◆ **Task instructions**
Print the entries once more, unchanged.

Stored data entries:
>>>>

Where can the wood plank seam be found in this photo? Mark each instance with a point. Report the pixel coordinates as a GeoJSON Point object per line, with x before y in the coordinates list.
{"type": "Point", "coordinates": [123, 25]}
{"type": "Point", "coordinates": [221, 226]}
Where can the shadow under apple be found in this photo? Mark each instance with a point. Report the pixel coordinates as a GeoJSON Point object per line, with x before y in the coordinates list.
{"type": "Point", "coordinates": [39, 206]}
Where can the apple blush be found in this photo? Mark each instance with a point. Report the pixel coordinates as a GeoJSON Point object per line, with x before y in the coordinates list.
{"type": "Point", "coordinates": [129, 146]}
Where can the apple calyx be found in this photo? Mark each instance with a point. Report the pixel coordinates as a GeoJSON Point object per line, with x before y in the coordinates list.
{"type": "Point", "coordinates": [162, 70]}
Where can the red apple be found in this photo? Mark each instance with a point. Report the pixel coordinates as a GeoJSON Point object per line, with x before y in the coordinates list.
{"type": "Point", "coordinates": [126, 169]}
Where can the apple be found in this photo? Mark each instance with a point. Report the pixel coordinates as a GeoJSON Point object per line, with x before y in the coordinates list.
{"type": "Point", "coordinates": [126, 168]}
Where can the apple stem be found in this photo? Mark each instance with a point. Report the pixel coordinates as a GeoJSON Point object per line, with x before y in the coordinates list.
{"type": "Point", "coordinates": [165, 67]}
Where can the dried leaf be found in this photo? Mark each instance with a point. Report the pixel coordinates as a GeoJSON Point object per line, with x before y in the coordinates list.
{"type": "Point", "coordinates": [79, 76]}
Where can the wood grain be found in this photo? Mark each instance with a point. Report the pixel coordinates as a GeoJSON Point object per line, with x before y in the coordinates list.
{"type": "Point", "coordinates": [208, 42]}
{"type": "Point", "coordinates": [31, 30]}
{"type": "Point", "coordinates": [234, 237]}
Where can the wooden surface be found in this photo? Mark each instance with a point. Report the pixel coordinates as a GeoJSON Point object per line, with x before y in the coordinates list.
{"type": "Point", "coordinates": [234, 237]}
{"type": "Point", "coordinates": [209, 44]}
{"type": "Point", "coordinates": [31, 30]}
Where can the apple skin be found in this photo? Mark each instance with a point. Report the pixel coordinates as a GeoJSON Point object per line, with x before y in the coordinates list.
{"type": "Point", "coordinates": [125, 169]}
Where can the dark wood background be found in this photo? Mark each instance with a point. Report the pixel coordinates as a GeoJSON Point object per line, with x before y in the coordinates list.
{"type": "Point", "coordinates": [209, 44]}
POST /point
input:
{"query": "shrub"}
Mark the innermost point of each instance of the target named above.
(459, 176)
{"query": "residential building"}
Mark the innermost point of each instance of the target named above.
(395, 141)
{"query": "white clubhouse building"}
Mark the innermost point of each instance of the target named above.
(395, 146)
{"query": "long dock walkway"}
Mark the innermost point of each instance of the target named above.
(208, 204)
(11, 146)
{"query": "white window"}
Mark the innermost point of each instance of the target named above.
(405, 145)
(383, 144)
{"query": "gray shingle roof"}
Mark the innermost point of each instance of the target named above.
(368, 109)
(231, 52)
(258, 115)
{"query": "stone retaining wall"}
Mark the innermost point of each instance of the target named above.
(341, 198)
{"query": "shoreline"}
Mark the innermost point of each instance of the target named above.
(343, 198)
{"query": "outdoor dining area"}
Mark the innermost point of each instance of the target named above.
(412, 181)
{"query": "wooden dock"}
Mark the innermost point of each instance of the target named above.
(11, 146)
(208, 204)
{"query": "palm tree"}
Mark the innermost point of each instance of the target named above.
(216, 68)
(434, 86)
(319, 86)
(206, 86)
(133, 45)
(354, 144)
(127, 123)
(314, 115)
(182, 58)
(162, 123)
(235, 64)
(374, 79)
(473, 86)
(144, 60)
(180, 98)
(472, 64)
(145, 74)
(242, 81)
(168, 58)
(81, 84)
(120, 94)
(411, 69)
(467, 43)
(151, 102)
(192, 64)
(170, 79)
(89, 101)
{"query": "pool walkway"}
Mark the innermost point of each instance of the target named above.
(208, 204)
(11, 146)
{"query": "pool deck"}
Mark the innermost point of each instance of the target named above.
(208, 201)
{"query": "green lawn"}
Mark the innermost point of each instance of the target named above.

<<<<

◆ **Answer to the problem**
Where can the wood plank seam be found in this photo? Mark each instance with a point. Report the pixel coordinates as a GeoJSON Point object per line, with x before y in the coordinates list.
{"type": "Point", "coordinates": [123, 25]}
{"type": "Point", "coordinates": [221, 226]}
Where can the shadow under apple be found in this photo? Mark each instance with a point. Report the pixel coordinates as a GeoJSON Point object per line, with x before y in the coordinates list.
{"type": "Point", "coordinates": [39, 206]}
Where can the apple blush be found in this photo? Mark each instance with a point. Report the pixel coordinates as a GeoJSON Point object per line, with x before y in the coordinates list.
{"type": "Point", "coordinates": [129, 146]}
Where can the apple calyx be found in this photo? Mark each instance with a point. Report the pixel coordinates as a GeoJSON Point object per line, with x before y in the coordinates list.
{"type": "Point", "coordinates": [162, 70]}
Where can the red apple be found in this photo? Mark each instance with a point. Report the pixel coordinates as a GeoJSON Point object per line, with x before y in the coordinates list.
{"type": "Point", "coordinates": [126, 169]}
Where can the apple be found in this photo? Mark each instance with a point. Report the pixel coordinates as a GeoJSON Point object per line, with x before y in the coordinates list.
{"type": "Point", "coordinates": [126, 168]}
Where can the apple stem be found in this photo? Mark each instance with a point. Report the pixel coordinates as a GeoJSON Point object per line, with x before y in the coordinates list.
{"type": "Point", "coordinates": [165, 67]}
Where can the dried leaf be found in this photo? Mark each instance with a point. Report the pixel coordinates as a GeoJSON Point object per line, with x before y in the coordinates list.
{"type": "Point", "coordinates": [79, 76]}
Where can the wood grain be found in this photo? Mark each instance with a point. Report the pixel coordinates as a GeoJSON Point object per line, with x before y in the coordinates list.
{"type": "Point", "coordinates": [208, 42]}
{"type": "Point", "coordinates": [31, 30]}
{"type": "Point", "coordinates": [234, 237]}
Where can the wooden surface be found in this photo? Mark each instance with a point. Report the pixel coordinates as a GeoJSON Point object per line, with x before y in the coordinates list.
{"type": "Point", "coordinates": [234, 237]}
{"type": "Point", "coordinates": [209, 44]}
{"type": "Point", "coordinates": [31, 30]}
Where can the apple skin be found in this photo? Mark each instance with a point. Report the pixel coordinates as a GeoJSON Point object per line, with x before y in the coordinates list.
{"type": "Point", "coordinates": [125, 169]}
Where can the dark wood background be found in this photo? Mark each instance with a point. Report the pixel coordinates as a GeoJSON Point object per line, with x before y in the coordinates list.
{"type": "Point", "coordinates": [209, 44]}
POST /point
input:
{"query": "shrub"}
Mark the innermost point of each instance of the target named above.
(459, 176)
{"query": "residential building"}
Mark the innermost point of each instance of the target named above.
(395, 141)
{"query": "white clubhouse building"}
Mark the innermost point of each instance of the target named above.
(395, 146)
{"query": "long dock walkway"}
Mark the innermost point of each instance of the target named above.
(208, 204)
(11, 146)
{"query": "white window"}
Mark the innermost point of each instance of the target named above.
(405, 145)
(383, 144)
{"query": "gray shingle roof"}
Mark the innermost point of each instance of the target named above.
(368, 109)
(231, 52)
(258, 115)
{"query": "stone retaining wall"}
Mark the innermost point of each instance of the target named above.
(341, 198)
{"query": "shoreline"}
Mark the innermost point of each instance of the target named above.
(343, 198)
{"query": "outdoor dining area"}
Mark the innermost point of each instance of the target named above.
(412, 181)
{"query": "wooden dock"}
Mark the innermost point of each instance of the target named above.
(11, 146)
(208, 204)
{"query": "palm tree"}
Mark the innermost point of each instance of the target named above.
(216, 68)
(434, 86)
(319, 86)
(206, 86)
(133, 45)
(354, 144)
(127, 123)
(314, 115)
(182, 58)
(162, 123)
(235, 64)
(374, 79)
(473, 86)
(144, 60)
(180, 98)
(472, 64)
(145, 74)
(242, 81)
(168, 58)
(81, 84)
(120, 94)
(411, 69)
(467, 43)
(151, 102)
(192, 64)
(170, 79)
(89, 101)
{"query": "pool walkway"}
Mark the innermost point of each instance of the target named above.
(208, 204)
(11, 146)
{"query": "pool deck"}
Mark the innermost point of each instance of the target named above.
(208, 201)
{"query": "green lawn"}
Mark the innermost point of each instance of the target named above.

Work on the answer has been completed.